Records for the task —
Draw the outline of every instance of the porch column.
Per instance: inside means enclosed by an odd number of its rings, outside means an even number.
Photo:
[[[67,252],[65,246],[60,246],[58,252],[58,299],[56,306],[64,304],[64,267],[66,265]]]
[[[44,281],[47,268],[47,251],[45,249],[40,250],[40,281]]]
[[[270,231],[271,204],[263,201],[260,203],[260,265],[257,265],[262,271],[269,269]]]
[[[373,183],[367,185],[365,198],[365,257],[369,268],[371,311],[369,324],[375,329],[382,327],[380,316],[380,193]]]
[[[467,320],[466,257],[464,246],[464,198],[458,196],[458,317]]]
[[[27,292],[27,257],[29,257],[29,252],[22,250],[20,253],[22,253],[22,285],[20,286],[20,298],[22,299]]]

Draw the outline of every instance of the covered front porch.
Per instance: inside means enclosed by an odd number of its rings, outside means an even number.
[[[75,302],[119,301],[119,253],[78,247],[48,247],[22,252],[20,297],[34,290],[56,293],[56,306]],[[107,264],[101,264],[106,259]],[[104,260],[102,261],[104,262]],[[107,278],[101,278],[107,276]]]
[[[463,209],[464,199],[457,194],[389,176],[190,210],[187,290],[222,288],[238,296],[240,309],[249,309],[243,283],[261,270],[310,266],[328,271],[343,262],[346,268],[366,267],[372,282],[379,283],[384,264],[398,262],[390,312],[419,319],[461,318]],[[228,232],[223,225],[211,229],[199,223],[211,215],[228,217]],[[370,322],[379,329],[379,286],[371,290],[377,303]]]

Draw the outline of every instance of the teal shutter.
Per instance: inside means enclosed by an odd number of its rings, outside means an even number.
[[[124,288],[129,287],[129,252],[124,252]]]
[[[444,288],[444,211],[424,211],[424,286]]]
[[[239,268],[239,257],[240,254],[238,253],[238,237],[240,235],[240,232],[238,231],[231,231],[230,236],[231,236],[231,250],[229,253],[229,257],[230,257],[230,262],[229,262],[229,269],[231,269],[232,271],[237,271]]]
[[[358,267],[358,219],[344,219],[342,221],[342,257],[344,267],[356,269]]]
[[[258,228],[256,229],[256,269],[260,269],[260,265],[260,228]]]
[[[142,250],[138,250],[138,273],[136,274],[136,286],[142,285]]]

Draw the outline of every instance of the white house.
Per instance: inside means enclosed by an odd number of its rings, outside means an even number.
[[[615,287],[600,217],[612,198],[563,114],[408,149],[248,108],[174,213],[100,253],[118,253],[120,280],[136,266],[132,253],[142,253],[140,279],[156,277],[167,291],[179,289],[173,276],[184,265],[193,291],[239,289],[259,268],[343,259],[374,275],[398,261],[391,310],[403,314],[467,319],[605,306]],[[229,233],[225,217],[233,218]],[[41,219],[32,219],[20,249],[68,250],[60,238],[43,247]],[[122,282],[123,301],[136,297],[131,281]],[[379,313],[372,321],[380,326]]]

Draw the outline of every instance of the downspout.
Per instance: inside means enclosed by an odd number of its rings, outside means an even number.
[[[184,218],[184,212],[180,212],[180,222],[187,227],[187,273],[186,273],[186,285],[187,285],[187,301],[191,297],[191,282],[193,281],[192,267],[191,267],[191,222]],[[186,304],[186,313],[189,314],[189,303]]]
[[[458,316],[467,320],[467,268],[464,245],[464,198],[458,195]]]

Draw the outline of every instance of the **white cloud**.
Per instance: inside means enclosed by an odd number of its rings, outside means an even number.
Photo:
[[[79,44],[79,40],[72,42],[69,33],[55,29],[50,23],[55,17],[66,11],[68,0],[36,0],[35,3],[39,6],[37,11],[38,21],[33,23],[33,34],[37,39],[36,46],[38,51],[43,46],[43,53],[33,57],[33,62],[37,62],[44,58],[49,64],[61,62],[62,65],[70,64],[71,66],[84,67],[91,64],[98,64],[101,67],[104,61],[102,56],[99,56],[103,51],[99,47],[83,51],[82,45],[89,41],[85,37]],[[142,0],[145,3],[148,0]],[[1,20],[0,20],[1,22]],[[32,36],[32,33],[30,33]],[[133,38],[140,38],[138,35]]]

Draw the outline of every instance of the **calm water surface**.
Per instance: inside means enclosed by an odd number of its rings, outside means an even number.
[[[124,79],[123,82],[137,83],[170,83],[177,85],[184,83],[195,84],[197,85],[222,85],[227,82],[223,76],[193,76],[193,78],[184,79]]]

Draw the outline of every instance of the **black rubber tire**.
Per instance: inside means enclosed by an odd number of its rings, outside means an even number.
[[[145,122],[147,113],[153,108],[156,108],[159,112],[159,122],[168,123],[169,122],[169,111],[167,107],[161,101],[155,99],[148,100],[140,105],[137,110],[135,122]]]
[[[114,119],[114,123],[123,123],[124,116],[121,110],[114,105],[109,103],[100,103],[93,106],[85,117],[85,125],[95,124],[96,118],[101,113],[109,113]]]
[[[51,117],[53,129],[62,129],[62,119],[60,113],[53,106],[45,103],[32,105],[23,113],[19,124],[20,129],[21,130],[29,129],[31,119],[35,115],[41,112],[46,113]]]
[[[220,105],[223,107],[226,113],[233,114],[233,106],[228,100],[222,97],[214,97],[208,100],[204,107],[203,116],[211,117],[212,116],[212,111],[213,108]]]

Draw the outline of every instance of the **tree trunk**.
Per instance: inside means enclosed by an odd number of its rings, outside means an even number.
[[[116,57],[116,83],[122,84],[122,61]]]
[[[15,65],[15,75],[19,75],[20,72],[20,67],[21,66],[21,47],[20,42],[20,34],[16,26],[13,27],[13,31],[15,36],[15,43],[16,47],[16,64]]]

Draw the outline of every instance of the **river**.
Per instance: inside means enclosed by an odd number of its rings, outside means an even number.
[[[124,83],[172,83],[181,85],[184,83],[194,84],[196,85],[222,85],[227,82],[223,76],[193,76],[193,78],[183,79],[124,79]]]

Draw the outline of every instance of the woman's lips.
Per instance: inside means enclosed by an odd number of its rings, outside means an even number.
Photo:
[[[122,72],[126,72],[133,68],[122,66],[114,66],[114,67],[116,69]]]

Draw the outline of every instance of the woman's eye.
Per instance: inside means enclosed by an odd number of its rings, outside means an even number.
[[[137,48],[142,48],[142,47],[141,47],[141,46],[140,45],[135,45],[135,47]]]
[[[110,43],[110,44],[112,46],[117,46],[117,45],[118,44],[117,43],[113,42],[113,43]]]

Your instructions — Render every line of the items above as a JSON array of strings, one string per line, leaving out blank lines.

Output below —
[
  "Draw the outline of every instance of the porch column.",
  "Per instance: inside means enclosed by an odd number of its rings, outside means an even number.",
  "Photo:",
  "[[[67,252],[65,246],[60,246],[58,252],[58,299],[56,306],[64,304],[64,267],[66,265]]]",
  "[[[44,281],[47,268],[47,251],[45,249],[40,250],[40,281]]]",
  "[[[270,231],[271,204],[263,201],[260,203],[260,265],[257,265],[262,271],[269,269]]]",
  "[[[373,183],[367,185],[365,198],[365,257],[369,268],[371,311],[369,324],[375,329],[382,327],[380,316],[380,193]]]",
  "[[[467,320],[466,257],[464,246],[464,198],[458,196],[458,317]]]",
  "[[[27,292],[27,257],[29,257],[29,252],[22,250],[20,253],[22,253],[22,285],[20,286],[20,298],[22,299]]]",
  "Draw the outline of every instance of the covered front porch.",
  "Per instance: inside means enclosed by an odd number of its rings, outside means an even number.",
  "[[[75,302],[119,301],[119,253],[78,247],[48,247],[22,252],[20,297],[34,290],[56,293],[56,306]],[[107,264],[101,264],[106,259]],[[104,260],[102,261],[104,262]],[[107,278],[101,278],[107,276]]]",
  "[[[463,209],[464,199],[457,194],[389,176],[190,210],[187,290],[222,288],[238,296],[240,309],[249,309],[243,283],[261,270],[310,266],[328,271],[343,262],[346,268],[366,267],[372,282],[379,283],[384,264],[398,262],[390,312],[419,319],[461,318]],[[228,232],[223,225],[211,229],[199,223],[211,215],[228,217]],[[370,322],[379,329],[379,286],[371,290],[377,303]]]",
  "Draw the outline of every instance of the teal shutter.",
  "Per instance: inside means enclosed by an odd number of its rings, outside means an even number.",
  "[[[124,288],[129,287],[129,252],[124,252]]]",
  "[[[444,288],[444,211],[424,211],[424,286]]]",
  "[[[239,268],[239,257],[240,254],[238,253],[238,237],[240,235],[240,232],[238,231],[231,231],[230,236],[231,236],[231,250],[229,253],[229,257],[230,257],[230,262],[229,262],[229,269],[231,269],[232,271],[237,271]]]",
  "[[[358,267],[358,219],[344,219],[342,221],[342,257],[344,267],[356,269]]]",
  "[[[258,228],[256,229],[256,269],[260,269],[260,265],[260,228]]]",
  "[[[142,250],[138,250],[138,273],[136,274],[136,286],[142,285]]]",
  "Draw the outline of every instance of the white house.",
  "Per instance: inside means enclosed by an odd number of its rings, outside means an even number.",
  "[[[615,287],[600,217],[612,198],[563,114],[408,149],[248,108],[174,213],[100,253],[118,253],[120,280],[136,266],[132,253],[142,253],[140,279],[156,277],[167,291],[179,289],[173,276],[184,265],[193,291],[239,289],[259,268],[343,259],[374,275],[398,261],[391,310],[403,314],[467,319],[605,306]],[[229,233],[225,217],[233,218]],[[41,219],[32,219],[20,249],[68,250],[60,238],[43,247]],[[122,282],[123,301],[136,297],[131,281]],[[379,313],[372,321],[380,326]]]",
  "Draw the outline of every instance of the downspout.",
  "Per instance: inside means enclosed by an odd number of its rings, outside means an even number.",
  "[[[184,218],[184,212],[180,212],[180,222],[187,227],[187,273],[186,273],[186,285],[187,285],[187,301],[191,297],[191,282],[193,281],[192,267],[191,267],[191,222]],[[186,304],[186,313],[189,314],[189,303]]]",
  "[[[458,316],[467,320],[467,268],[464,245],[464,198],[458,195]]]",
  "Draw the outline of every instance of the **white cloud**.",
  "Per instance: inside means enclosed by an odd number of its rings, outside means an even number.",
  "Photo:",
  "[[[79,44],[79,40],[72,42],[69,33],[55,29],[50,23],[55,17],[66,11],[68,0],[36,0],[35,3],[39,6],[37,11],[38,21],[33,23],[33,34],[37,39],[36,46],[38,51],[43,46],[43,53],[33,57],[33,62],[37,62],[44,58],[49,64],[61,62],[62,65],[70,64],[71,66],[84,67],[91,64],[98,64],[101,67],[104,61],[102,56],[99,56],[103,51],[99,47],[83,51],[82,45],[89,41],[85,37]],[[142,0],[145,3],[148,0]],[[1,20],[0,20],[1,22]],[[32,36],[32,33],[30,33]],[[133,38],[140,38],[138,35]]]",
  "Draw the outline of every instance of the **calm water surface**.",
  "Per instance: inside means enclosed by an odd number of its rings, outside means an even number.",
  "[[[124,79],[123,82],[137,83],[170,83],[177,85],[184,83],[195,84],[197,85],[222,85],[227,82],[223,76],[193,76],[193,78],[184,79]]]",
  "Draw the outline of every instance of the **black rubber tire**.",
  "Per instance: inside means enclosed by an odd number of its rings, outside means an even number.",
  "[[[145,122],[147,113],[153,108],[156,108],[159,112],[159,122],[168,123],[169,122],[169,111],[167,107],[161,101],[155,99],[148,100],[140,105],[137,110],[135,122]]]",
  "[[[114,119],[114,123],[123,123],[124,116],[121,110],[114,105],[109,103],[100,103],[93,106],[85,117],[85,125],[95,124],[96,118],[101,113],[109,113]]]",
  "[[[51,117],[53,129],[62,129],[62,119],[60,113],[53,106],[45,103],[32,105],[23,113],[19,124],[20,129],[21,130],[29,129],[31,119],[35,115],[41,112],[46,113]]]",
  "[[[220,105],[223,107],[226,113],[233,114],[233,106],[228,100],[222,97],[214,97],[208,100],[204,107],[203,116],[211,117],[212,116],[212,111],[213,108]]]",
  "Draw the outline of every instance of the **tree trunk**.",
  "Per instance: inside means enclosed by an odd number of its rings, outside means an even number.",
  "[[[116,57],[116,83],[122,84],[122,61]]]",
  "[[[15,65],[15,75],[19,75],[20,72],[20,67],[21,66],[21,47],[20,42],[20,34],[16,26],[13,27],[13,31],[15,36],[15,43],[16,47],[16,64]]]",
  "Draw the outline of every instance of the **river**.",
  "Per instance: inside means enclosed by an odd number of its rings, outside means an even number.",
  "[[[124,83],[172,83],[181,85],[184,83],[194,84],[196,85],[222,85],[227,82],[223,76],[193,76],[193,78],[183,79],[124,79]]]",
  "Draw the outline of every instance of the woman's lips.",
  "Per instance: inside means enclosed by an odd number of its rings, outside means an even number.",
  "Photo:",
  "[[[122,72],[126,72],[133,68],[122,66],[114,66],[114,67],[116,69]]]",
  "Draw the outline of every instance of the woman's eye.",
  "Per instance: inside means enclosed by an odd number of its rings, outside means an even number.",
  "[[[137,48],[142,48],[142,47],[141,47],[141,46],[140,45],[135,45],[135,47]]]",
  "[[[110,43],[110,44],[112,46],[117,46],[117,45],[118,44],[117,43],[113,42],[113,43]]]"
]